*Problem description*.
Rewrite every line of the records between the lines holding "locate woman in" and "left=342, top=153, right=354, bottom=212", inclusive, requests included. Add 58 to each box coordinate in the answers and leave the numbers in the requests unchanged.

*Provided records*.
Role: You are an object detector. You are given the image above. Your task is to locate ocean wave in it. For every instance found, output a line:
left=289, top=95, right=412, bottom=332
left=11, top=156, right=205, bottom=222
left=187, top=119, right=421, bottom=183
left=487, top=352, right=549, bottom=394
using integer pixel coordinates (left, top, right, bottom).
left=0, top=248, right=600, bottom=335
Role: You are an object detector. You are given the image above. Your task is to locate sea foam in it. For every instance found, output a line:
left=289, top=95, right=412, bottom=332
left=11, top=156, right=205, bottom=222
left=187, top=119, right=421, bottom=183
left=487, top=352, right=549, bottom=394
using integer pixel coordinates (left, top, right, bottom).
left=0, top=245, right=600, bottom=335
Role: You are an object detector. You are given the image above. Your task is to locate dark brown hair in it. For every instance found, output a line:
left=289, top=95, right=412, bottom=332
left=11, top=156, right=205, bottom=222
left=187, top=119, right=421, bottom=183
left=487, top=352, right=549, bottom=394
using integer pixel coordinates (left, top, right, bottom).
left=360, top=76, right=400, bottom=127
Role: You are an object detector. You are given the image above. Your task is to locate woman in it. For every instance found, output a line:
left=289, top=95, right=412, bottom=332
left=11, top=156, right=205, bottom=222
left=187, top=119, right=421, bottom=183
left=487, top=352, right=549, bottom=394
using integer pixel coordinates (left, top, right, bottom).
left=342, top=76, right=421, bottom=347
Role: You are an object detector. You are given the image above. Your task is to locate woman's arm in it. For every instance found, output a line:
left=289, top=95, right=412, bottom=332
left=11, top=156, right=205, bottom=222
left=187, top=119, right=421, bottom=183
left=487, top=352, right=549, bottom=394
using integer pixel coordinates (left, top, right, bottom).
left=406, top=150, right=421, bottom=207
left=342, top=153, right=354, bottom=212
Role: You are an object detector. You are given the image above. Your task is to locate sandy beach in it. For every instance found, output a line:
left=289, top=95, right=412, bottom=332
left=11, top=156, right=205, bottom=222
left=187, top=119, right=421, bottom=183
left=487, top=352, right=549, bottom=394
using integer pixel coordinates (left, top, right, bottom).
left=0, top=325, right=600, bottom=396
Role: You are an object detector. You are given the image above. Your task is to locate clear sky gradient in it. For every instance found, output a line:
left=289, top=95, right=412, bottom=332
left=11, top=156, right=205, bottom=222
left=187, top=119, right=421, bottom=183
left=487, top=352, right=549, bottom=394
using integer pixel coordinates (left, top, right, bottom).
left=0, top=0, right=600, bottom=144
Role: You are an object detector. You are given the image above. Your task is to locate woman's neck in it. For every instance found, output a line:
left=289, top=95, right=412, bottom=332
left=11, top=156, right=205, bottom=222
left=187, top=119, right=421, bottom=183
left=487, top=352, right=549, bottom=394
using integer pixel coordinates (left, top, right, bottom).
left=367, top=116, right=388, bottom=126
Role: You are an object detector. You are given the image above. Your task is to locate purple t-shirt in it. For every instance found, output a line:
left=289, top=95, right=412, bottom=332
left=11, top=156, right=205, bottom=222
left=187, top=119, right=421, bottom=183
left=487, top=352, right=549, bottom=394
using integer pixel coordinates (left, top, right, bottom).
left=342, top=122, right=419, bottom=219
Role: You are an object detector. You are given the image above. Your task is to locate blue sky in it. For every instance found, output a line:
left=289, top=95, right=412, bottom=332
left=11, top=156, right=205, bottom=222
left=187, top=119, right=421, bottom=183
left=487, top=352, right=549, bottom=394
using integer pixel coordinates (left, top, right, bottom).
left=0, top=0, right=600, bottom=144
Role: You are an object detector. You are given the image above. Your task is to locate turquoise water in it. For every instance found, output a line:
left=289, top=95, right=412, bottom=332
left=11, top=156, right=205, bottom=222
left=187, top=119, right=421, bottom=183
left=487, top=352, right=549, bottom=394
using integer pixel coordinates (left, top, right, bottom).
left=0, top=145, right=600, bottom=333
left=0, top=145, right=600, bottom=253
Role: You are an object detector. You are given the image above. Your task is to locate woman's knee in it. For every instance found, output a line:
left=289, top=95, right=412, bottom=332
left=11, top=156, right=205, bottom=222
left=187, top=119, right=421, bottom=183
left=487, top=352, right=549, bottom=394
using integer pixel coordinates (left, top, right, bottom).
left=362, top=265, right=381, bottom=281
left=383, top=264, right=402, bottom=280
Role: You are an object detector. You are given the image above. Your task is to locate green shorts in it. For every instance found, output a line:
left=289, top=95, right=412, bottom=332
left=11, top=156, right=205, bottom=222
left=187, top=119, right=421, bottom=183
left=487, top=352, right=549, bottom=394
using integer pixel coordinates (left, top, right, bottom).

*Written reply*.
Role: You are an object detector. You are given the image above. Your task is to locate woman in it. For every instance found, output a line:
left=289, top=95, right=412, bottom=332
left=11, top=156, right=205, bottom=222
left=187, top=119, right=421, bottom=183
left=487, top=352, right=549, bottom=394
using integer pixel coordinates (left, top, right, bottom).
left=400, top=134, right=479, bottom=405
Role: You are an object detector. You are given the image above. Your task is to locate woman's arm in it. For every instance found, output a line:
left=289, top=95, right=412, bottom=332
left=11, top=156, right=205, bottom=222
left=187, top=119, right=421, bottom=183
left=487, top=352, right=549, bottom=394
using integer pixel coordinates (left, top, right, bottom).
left=464, top=208, right=479, bottom=265
left=400, top=211, right=412, bottom=270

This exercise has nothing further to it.